_Instructions to follow_
Narrow the data below down to the lines containing "query".

[Stored data entries]
┌──

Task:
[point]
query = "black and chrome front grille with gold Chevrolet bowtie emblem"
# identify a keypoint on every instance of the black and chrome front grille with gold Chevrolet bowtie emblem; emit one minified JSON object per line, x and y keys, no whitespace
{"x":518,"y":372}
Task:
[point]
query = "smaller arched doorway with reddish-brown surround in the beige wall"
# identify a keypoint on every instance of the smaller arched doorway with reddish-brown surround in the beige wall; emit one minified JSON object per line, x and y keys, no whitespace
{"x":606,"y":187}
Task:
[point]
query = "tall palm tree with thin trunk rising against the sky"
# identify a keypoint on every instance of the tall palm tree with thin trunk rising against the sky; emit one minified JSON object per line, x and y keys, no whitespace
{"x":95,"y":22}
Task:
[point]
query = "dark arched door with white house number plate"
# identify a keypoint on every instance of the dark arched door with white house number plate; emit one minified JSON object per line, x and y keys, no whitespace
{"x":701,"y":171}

└──

_Exercise response_
query = "black and chrome front grille with gold Chevrolet bowtie emblem"
query = "smaller arched doorway with reddish-brown surround in the beige wall"
query = "tall palm tree with thin trunk rising against the sky"
query = "dark arched door with white house number plate"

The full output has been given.